**ENTRIES SHOWN**.
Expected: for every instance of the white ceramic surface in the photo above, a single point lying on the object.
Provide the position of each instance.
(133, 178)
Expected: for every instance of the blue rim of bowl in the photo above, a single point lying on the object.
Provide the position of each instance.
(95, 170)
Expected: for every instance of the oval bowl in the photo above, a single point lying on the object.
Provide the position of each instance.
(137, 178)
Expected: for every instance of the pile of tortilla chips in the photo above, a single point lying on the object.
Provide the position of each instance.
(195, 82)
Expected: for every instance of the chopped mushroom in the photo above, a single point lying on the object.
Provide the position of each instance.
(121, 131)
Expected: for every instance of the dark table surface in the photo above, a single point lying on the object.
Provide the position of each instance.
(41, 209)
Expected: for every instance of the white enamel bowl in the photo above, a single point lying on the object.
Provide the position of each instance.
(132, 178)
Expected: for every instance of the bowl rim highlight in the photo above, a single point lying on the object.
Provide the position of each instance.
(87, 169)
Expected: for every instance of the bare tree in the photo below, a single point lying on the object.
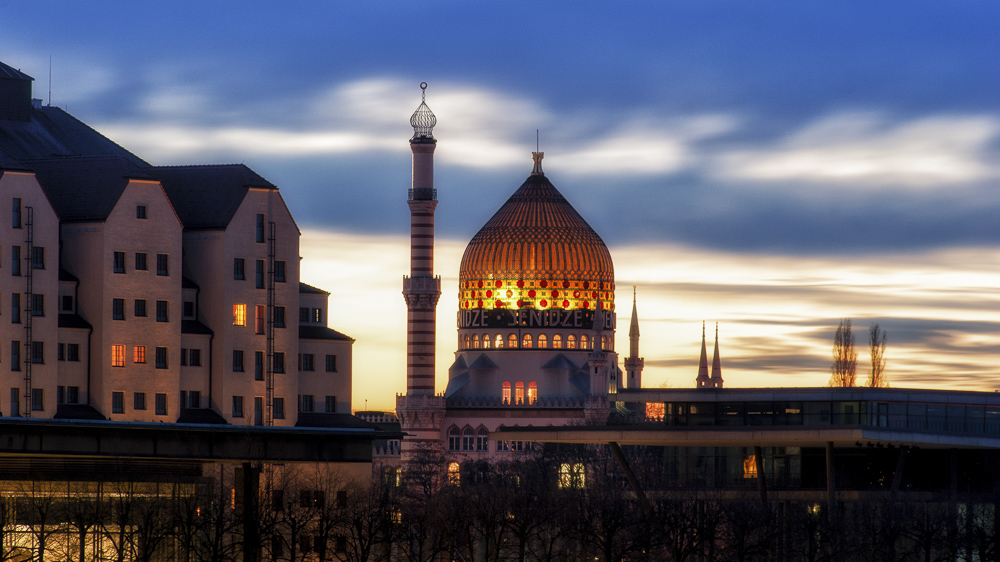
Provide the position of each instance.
(844, 370)
(876, 345)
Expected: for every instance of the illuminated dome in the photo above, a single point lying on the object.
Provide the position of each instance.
(537, 253)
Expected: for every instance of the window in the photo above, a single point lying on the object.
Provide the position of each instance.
(15, 260)
(161, 358)
(572, 475)
(15, 218)
(306, 362)
(482, 439)
(38, 352)
(239, 315)
(305, 402)
(258, 322)
(117, 355)
(37, 257)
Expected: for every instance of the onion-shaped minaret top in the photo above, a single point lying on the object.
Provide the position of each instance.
(423, 119)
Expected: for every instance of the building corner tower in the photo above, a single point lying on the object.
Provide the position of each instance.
(420, 411)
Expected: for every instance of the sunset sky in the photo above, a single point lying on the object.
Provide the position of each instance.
(770, 166)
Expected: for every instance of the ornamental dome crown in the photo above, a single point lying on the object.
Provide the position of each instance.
(537, 252)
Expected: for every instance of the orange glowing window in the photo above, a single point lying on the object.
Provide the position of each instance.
(239, 315)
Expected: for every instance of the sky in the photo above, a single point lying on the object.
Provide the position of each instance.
(770, 166)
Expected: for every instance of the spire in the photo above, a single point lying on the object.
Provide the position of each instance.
(716, 362)
(423, 119)
(703, 378)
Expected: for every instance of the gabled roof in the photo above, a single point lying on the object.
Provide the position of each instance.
(85, 189)
(52, 132)
(207, 197)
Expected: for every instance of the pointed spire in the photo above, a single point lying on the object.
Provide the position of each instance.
(716, 362)
(703, 378)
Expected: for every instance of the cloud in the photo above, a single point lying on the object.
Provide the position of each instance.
(867, 148)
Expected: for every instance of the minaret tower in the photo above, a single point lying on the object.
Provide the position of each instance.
(421, 289)
(634, 363)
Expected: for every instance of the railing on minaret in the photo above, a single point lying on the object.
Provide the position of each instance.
(421, 289)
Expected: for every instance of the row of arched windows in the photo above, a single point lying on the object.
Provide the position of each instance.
(486, 341)
(519, 397)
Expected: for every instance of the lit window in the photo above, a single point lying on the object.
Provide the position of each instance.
(239, 315)
(117, 355)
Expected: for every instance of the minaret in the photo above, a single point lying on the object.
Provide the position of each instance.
(703, 381)
(421, 289)
(634, 363)
(716, 381)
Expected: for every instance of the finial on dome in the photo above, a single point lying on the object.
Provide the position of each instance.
(423, 119)
(537, 157)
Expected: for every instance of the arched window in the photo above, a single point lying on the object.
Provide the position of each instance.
(468, 439)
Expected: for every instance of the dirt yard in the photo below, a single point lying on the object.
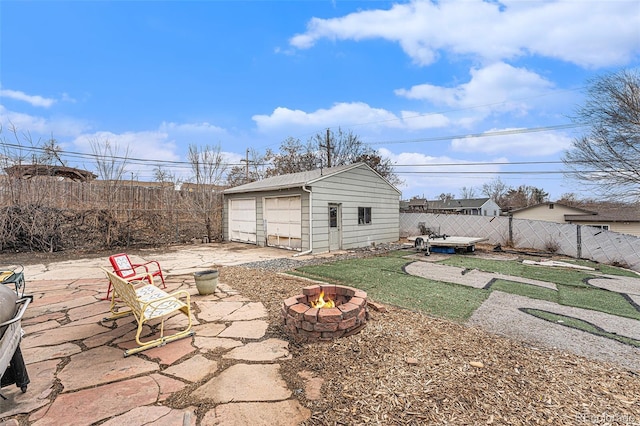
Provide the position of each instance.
(408, 368)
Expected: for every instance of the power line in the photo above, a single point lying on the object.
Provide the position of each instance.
(481, 135)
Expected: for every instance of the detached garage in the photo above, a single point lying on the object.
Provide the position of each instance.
(316, 211)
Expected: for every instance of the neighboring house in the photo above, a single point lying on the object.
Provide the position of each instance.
(29, 171)
(321, 210)
(623, 219)
(469, 206)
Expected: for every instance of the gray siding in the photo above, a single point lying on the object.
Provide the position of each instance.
(356, 187)
(359, 187)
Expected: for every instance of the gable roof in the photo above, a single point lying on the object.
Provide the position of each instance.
(577, 209)
(298, 180)
(465, 203)
(628, 213)
(27, 171)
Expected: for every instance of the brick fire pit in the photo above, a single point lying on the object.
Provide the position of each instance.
(306, 323)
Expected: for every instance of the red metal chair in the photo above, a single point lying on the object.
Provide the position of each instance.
(126, 270)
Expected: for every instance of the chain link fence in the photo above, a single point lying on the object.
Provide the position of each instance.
(585, 242)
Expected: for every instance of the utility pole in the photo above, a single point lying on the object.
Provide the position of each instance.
(246, 172)
(328, 147)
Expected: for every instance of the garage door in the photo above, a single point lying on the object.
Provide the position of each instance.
(283, 219)
(242, 220)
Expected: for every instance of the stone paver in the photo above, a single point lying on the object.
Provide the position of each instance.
(247, 312)
(216, 343)
(170, 353)
(245, 382)
(105, 365)
(153, 416)
(64, 327)
(193, 369)
(94, 404)
(44, 353)
(215, 310)
(267, 350)
(42, 376)
(246, 330)
(627, 285)
(209, 330)
(61, 335)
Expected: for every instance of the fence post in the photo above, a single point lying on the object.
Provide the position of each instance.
(579, 241)
(510, 231)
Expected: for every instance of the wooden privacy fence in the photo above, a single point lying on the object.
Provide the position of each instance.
(578, 241)
(47, 214)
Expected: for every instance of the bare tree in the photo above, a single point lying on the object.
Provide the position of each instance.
(328, 150)
(467, 192)
(110, 161)
(208, 167)
(252, 171)
(294, 157)
(606, 160)
(496, 190)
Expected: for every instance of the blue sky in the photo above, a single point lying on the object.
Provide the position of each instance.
(447, 90)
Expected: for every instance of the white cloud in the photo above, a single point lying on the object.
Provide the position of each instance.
(37, 125)
(201, 128)
(34, 100)
(520, 144)
(580, 32)
(346, 115)
(430, 176)
(498, 87)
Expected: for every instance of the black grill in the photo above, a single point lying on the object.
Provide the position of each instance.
(12, 367)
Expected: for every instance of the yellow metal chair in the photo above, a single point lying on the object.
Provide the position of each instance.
(147, 302)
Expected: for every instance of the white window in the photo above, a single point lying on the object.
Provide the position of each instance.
(364, 215)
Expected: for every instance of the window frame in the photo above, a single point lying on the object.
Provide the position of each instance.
(364, 216)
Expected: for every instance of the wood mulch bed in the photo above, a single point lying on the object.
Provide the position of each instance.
(405, 367)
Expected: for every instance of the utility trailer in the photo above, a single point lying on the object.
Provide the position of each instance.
(450, 244)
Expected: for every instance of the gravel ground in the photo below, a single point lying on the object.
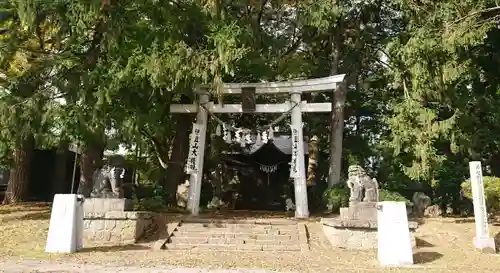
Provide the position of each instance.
(445, 246)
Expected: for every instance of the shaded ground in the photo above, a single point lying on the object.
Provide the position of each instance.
(445, 245)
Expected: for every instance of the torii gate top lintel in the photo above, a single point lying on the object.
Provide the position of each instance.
(296, 86)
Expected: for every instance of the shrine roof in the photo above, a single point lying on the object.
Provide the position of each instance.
(282, 143)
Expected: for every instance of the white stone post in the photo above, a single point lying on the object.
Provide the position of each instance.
(301, 204)
(482, 241)
(195, 179)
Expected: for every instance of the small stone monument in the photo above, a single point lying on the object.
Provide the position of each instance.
(66, 224)
(482, 241)
(356, 227)
(394, 241)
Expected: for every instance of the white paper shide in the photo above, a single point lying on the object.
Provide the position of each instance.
(192, 164)
(294, 163)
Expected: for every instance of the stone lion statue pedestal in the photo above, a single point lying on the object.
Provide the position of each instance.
(356, 227)
(108, 216)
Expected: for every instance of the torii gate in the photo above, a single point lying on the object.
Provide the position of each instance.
(295, 89)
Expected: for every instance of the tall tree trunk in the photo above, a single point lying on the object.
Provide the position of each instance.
(337, 115)
(180, 148)
(91, 159)
(60, 167)
(19, 178)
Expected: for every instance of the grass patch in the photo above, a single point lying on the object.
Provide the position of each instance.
(444, 245)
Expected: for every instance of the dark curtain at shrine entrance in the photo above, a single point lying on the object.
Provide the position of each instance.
(266, 184)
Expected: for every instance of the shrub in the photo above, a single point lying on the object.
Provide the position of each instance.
(150, 197)
(491, 192)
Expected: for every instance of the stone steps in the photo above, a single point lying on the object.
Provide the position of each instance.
(232, 247)
(238, 235)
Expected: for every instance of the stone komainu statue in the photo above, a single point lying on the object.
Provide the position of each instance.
(108, 180)
(361, 184)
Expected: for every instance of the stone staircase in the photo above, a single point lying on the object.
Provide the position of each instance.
(239, 235)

**PROBLEM**. Repeat only the lines running from the line that contains "Expected: for every instance of the shrub" through the last line above, inclusive.

**SOLUTION TO THIS TASK**.
Expected: for every instance of the shrub in the photo above, a single point lying on the object.
Provide the position of each instance.
(150, 197)
(491, 192)
Expected: for every instance of the stone steps in the photo above, a single point lying on the object.
Provide the position of each instance.
(232, 247)
(238, 235)
Expected: for every instance of the stone komainu statue in the photo above, a single point lying on the object.
Provide the position of each instance.
(108, 180)
(361, 184)
Expected: for every instance of the stone staircase in the photo above, a single point lying on the object.
Provide the position of each instance.
(239, 235)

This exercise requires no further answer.